═══ Page text

Life takes us many places. It's a box of chocolates and a Hansel and Gretal trail of candy wrappers. I have filmed as an actor in The Happening, Invincible, The Lovely Bones, The Bounty Hunter, The Greek American, Bazookas, Limitless, TV's Its Always Sunny in Philly, Outlaw, New York, The Warrior, The Nail, Game Change, Cold Case, & commercial work includes The Philadelphia Eagles, Septa, Coors, Turbo Tax & Carnival Cruises. Freudian Slips spotlights irony in short story format.

October 17, 2007

The Uno Slumber

Beatrice Lilly Dungstone was the broken tree branch on a fallen family tree. Assigned to be her social worker, it was my job to mend fences after an unnatural disaster in the home she lived.
A short rap on her front door later, Beatrice shouted for me to enter in the gravelly voice of a lifelong heavy smoker. The harshness in her voice served to neutralize the invitation inside. As the front door swiveled on its creaking hinges, the interior presented as far from commendable as condemnable would allow. Mounds of strewn clothes and junk inundated the foyer. I realized that it would be enter-at-my-own risk from here on out.
I turned sideways to gain passage from the foyer through a hallway equally choked by possessions. Forging my way through a tight alley, I found my client sitting in a compressed lounge chair with exposed coiled springs. Sanford and Son belongings were piled waist high around her in no particular order. Paying no mind, she sat watching television with appreciation. While my head swirled with unspoken sharp judgment, Beatrice did her best mind reading act.
“Can you believe me and pa live like this?”
“Do you really want me to answer that one, Bea?”
“Nah, I know what you gotta be thinking.”
No shortage of water stain marks on the walls and ceiling made it difficult to determine the actual root cause. The roof had obviously failed at some point but the collateral damage done was not the surprising part. My jaw went agape observing leaky windows clogged on the inside sills by feminine napkins. She caught me staring at custom rigging a manufacturer never laboratory tested.

══════

[Task 1]:
Translate into French this sentence from the page text: "The harshness in her voice served to neutralize the invitation inside."
[Task 2]:
Reproduce the page text word for word from "A short rap" up to and including "mind reading act.".
[Task 3]:
Decide whether each statement agrees with the page text, answering yes or no and quoting the words of the page text that settle it: (a) The narrator was assigned to be Beatrice's social worker. (b) Beatrice called out in a soft, gentle voice. (c) Beatrice was sitting in a lounge chair with exposed coiled springs.

═══ Data under study

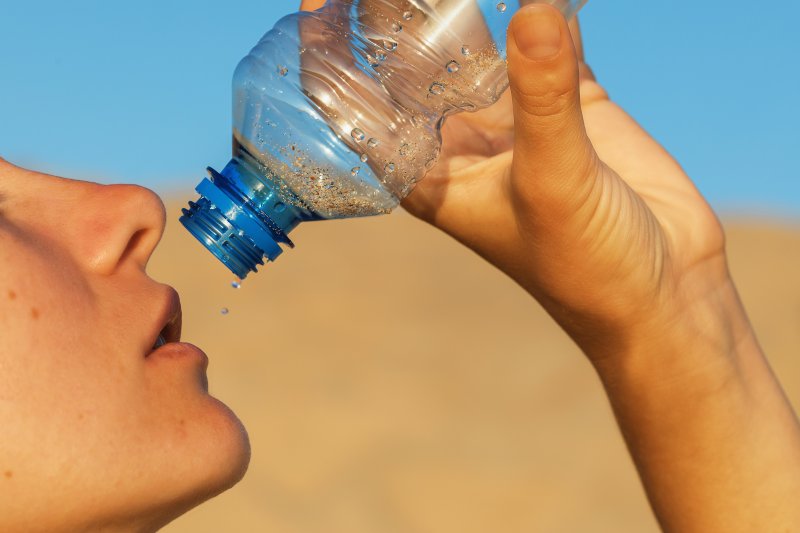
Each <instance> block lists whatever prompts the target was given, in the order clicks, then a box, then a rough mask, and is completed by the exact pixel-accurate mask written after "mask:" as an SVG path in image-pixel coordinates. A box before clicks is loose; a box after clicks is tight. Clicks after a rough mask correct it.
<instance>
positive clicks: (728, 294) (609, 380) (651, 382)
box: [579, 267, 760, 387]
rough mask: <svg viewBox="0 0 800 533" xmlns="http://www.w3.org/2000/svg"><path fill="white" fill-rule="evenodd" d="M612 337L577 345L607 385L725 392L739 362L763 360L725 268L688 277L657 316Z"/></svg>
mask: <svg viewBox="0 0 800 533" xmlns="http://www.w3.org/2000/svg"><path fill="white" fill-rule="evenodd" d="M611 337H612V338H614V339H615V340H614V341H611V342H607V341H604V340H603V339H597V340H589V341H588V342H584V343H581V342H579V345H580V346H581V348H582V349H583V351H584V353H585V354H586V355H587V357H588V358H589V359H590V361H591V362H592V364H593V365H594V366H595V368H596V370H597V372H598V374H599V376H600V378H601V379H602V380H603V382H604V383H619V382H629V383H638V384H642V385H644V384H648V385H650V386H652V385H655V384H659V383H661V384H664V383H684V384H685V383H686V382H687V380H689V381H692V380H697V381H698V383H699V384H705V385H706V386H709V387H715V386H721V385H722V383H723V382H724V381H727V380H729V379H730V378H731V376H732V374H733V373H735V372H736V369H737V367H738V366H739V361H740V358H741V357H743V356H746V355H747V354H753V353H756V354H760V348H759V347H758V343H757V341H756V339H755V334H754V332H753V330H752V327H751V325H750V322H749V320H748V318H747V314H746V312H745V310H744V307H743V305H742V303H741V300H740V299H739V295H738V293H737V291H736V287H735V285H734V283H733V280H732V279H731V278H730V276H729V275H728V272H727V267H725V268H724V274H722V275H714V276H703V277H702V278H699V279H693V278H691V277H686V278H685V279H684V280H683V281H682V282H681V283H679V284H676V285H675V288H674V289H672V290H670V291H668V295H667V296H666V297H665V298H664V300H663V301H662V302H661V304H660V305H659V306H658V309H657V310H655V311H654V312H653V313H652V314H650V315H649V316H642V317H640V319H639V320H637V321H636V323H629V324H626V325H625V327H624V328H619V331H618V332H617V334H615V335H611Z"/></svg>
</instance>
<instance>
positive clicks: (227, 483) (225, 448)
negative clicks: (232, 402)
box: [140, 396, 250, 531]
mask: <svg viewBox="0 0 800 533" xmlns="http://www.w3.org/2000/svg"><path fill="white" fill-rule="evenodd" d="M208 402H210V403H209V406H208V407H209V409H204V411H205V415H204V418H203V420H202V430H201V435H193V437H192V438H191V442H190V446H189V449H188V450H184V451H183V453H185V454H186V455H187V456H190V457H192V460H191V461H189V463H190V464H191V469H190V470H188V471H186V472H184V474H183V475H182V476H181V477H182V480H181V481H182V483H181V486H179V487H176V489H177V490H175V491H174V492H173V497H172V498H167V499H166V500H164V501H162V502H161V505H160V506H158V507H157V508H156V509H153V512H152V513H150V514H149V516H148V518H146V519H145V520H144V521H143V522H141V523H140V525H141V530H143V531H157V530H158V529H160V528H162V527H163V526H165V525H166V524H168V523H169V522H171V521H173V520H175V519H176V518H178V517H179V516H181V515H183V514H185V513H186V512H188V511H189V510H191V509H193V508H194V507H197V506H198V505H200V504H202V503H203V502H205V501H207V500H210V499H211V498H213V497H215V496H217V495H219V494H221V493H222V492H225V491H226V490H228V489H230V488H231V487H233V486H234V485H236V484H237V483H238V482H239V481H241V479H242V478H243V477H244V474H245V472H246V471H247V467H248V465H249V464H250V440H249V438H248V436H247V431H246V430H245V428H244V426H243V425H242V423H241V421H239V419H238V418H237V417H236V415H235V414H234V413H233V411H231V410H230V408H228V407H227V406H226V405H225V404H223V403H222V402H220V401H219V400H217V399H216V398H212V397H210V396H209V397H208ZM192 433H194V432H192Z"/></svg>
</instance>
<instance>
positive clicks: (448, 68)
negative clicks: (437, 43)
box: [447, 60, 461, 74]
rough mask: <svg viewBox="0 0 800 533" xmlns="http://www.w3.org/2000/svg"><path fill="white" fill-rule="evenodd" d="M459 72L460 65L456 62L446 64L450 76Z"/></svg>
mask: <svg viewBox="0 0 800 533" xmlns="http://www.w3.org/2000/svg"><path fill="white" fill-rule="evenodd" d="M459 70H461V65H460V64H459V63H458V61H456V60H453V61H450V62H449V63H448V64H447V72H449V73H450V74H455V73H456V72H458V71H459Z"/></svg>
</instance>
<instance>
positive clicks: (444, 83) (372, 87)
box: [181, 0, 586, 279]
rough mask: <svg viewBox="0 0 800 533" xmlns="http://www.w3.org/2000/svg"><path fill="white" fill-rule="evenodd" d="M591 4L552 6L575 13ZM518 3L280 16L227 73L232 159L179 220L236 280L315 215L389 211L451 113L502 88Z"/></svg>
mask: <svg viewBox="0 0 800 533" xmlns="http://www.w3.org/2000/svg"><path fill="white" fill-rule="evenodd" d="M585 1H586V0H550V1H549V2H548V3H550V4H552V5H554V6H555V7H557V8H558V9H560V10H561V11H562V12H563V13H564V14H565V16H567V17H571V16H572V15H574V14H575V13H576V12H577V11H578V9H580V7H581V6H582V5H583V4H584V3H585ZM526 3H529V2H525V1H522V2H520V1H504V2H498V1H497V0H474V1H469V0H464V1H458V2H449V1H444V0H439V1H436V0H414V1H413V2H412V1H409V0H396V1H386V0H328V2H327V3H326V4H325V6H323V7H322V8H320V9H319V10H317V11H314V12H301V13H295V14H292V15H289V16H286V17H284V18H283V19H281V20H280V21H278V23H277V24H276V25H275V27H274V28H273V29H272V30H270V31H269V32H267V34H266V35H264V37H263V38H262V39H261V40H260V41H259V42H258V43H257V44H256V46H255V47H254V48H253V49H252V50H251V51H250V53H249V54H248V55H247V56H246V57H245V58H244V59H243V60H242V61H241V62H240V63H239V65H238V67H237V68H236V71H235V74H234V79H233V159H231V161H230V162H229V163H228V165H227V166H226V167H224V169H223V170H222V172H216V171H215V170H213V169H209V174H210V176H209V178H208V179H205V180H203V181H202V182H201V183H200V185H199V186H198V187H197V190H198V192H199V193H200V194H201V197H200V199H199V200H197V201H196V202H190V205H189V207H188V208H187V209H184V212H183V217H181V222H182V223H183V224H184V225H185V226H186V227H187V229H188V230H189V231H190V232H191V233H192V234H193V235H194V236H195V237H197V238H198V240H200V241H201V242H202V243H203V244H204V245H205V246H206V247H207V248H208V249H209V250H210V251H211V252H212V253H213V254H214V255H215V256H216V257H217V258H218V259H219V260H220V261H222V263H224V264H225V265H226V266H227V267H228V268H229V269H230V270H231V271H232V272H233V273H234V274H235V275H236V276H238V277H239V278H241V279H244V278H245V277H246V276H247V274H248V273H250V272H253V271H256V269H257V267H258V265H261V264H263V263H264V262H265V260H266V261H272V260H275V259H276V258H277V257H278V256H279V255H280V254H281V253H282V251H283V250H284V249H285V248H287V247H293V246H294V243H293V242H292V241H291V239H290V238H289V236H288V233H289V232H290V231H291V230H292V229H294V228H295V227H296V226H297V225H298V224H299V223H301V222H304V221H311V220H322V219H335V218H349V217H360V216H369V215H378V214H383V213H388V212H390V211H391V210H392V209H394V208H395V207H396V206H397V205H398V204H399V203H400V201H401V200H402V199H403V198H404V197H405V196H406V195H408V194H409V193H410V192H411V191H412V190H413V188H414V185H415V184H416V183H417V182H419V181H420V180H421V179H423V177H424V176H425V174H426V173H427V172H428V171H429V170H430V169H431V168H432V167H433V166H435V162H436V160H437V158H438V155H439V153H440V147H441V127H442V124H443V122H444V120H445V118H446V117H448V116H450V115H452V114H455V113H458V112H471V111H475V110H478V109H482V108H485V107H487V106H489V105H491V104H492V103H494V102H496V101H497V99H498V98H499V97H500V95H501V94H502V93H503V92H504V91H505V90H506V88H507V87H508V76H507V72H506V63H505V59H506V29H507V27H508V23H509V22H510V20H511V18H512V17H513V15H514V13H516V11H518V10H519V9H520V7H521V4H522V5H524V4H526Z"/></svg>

══════

[Exercise result 1]:
La dureté de sa voix servait à neutraliser l'invitation à entrer.

[Exercise result 2]:
A short rap on her front door later, Beatrice shouted for me to enter in the gravelly voice of a lifelong heavy smoker. The harshness in her voice served to neutralize the invitation inside. As the front door swiveled on its creaking hinges, the interior presented as far from commendable as condemnable would allow. Mounds of strewn clothes and junk inundated the foyer. I realized that it would be enter-at-my-own risk from here on out.
I turned sideways to gain passage from the foyer through a hallway equally choked by possessions. Forging my way through a tight alley, I found my client sitting in a compressed lounge chair with exposed coiled springs. Sanford and Son belongings were piled waist high around her in no particular order. Paying no mind, she sat watching television with appreciation. While my head swirled with unspoken sharp judgment, Beatrice did her best mind reading act.

[Exercise result 3]:
(a) Yes: "Assigned to be her social worker, it was my job to mend fences after an unnatural disaster in the home she lived."
(b) No: "Beatrice shouted for me to enter in the gravelly voice of a lifelong heavy smoker."
(c) Yes: "I found my client sitting in a compressed lounge chair with exposed coiled springs."